TASKS –
- A) Using the article on type 2 diabetes, answer these questions on separate lines labeled (i), (ii), and (iii).
(i) How many people in the UK does the condition affect?
(ii) Which university is involved in the international DNA study?
(iii) What hormone regulates blood sugar levels?
- B) Summarize the article on type 2 diabetes in two sentences.

EXERCISE PASSAGE –
╔══

Hope for four million Brits suffering from common condition after landmark study

Some of the mechanisms that trigger type 2 diabetes remain a mystery despite the major strides scientists have made with the disease in recent years.

But an international DNA study involving Cambridge University may now pave the way for further treatments for the condition that affects four million people in the UK and at least 460 million people worldwide. Several factors contribute to an increased risk of type 2 diabetes, such as older age, being overweight or having obesity, physical inactivity and genetic predisposition.

If untreated, type 2 diabetes can lead to complications including eye and foot problems, nerve damage and a raised risk of heart attack and stroke. Insulin, a hormone that regulates blood sugar – glucose – levels plays a pivotal role.

People who have type 2 diabetes are unable to correctly regulate their glucose levels. That can be because they don’t produce enough insulin when glucose levels increase, for example after eating a meal.

╚══

DATASET CONTENT –
╔══

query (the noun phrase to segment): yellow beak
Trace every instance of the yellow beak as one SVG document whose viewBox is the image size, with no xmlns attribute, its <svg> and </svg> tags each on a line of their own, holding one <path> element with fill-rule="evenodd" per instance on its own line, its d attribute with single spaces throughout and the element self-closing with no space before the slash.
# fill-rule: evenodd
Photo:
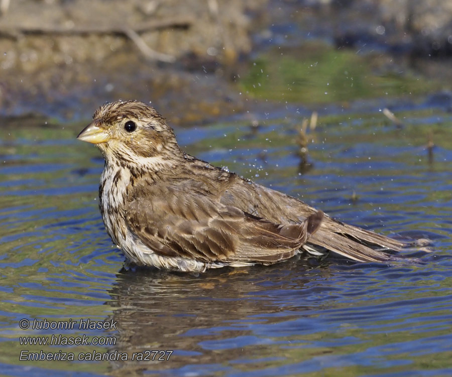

╚══

SOLUTIONS IN ORDER –
- A)
(i) Four million
(ii) Cambridge University
(iii) Insulin

- B) An international DNA study involving Cambridge University may pave the way for further treatments for type 2 diabetes, which affects four million people in the UK and at least 460 million worldwide. People with the condition cannot correctly regulate their glucose levels, and if untreated it can lead to complications such as eye and foot problems, nerve damage and a raised risk of heart attack and stroke.